Stored entries:
──────────────────────────────
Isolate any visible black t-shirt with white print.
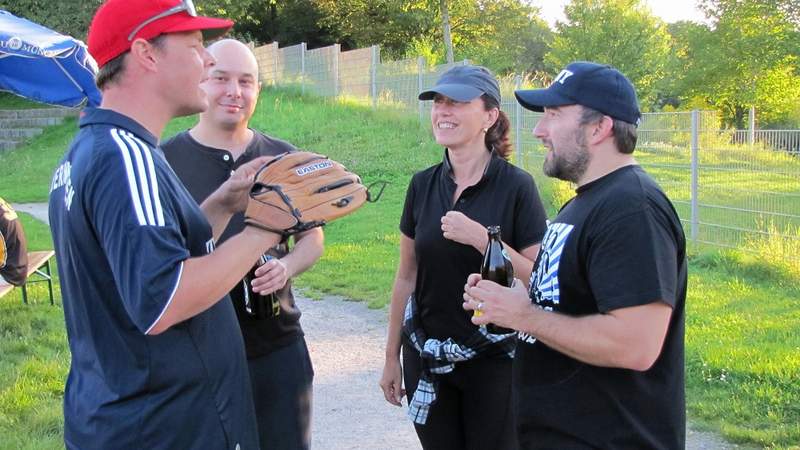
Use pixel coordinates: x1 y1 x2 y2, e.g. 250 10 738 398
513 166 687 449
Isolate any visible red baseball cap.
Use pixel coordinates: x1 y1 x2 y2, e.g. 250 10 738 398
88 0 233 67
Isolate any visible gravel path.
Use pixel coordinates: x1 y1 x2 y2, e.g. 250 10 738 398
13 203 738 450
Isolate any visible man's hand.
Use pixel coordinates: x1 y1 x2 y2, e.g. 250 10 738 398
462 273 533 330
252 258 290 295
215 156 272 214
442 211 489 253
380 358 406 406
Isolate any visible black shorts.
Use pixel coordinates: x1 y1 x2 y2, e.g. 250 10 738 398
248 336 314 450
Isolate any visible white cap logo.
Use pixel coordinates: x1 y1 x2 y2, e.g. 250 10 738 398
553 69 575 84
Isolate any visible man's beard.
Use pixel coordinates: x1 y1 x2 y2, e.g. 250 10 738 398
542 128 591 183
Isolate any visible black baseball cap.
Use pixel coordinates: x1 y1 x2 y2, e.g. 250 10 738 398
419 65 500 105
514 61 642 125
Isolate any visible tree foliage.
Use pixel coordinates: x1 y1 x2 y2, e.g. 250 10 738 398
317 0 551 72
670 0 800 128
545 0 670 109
──────────────────────────────
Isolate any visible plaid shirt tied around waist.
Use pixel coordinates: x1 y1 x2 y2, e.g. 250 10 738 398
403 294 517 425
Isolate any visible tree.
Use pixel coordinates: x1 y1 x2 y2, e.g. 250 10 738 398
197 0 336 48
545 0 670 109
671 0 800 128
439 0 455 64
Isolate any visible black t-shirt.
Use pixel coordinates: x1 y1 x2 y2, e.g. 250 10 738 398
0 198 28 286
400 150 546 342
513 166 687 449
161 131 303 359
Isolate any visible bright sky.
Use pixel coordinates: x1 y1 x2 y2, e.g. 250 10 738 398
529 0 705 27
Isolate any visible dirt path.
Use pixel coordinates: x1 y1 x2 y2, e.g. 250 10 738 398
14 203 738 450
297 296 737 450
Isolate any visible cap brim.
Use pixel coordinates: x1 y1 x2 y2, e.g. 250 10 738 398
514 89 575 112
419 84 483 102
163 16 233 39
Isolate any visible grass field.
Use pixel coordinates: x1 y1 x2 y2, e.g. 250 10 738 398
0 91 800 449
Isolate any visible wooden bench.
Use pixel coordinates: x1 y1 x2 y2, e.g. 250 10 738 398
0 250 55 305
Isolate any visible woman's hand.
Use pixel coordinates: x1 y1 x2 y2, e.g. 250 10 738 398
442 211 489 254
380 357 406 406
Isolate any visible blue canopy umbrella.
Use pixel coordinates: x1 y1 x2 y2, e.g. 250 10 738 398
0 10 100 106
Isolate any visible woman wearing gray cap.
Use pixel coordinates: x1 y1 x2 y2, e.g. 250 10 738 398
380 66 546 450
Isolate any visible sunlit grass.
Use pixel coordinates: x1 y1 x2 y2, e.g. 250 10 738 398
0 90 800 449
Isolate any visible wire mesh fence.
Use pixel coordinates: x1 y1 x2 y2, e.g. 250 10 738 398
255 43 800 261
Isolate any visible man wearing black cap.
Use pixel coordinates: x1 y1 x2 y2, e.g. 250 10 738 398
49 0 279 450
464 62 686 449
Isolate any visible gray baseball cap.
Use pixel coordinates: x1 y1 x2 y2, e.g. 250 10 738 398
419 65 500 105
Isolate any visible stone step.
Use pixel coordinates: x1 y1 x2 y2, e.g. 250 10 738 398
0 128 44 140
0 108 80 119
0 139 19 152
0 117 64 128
──────────────────────────────
### GIVEN TASK
Reproduce the lines of the listing starting at the line that contains "Isolate any visible black t-shirt with" and ending at the line that contains "380 358 406 406", including both of those lines. Omit any pictures from the copy.

### COMPLETE OUTPUT
Isolate any visible black t-shirt with white print.
Use pixel coordinates: x1 y1 x2 y2, e.g. 250 10 738 398
513 166 687 449
Isolate any visible red baseball cap.
Use pixel coordinates: x1 y1 x2 y2, e.g. 250 10 738 398
88 0 233 67
Isolate any visible gravel path.
Use pixel coordinates: x1 y1 x2 y2, e.g. 250 10 738 398
13 203 738 450
Isolate any visible man's hand.
Use pixel coordinates: x1 y1 x2 y2, e.g. 250 10 738 398
462 273 533 330
252 258 290 295
215 156 272 214
442 211 489 253
380 358 406 406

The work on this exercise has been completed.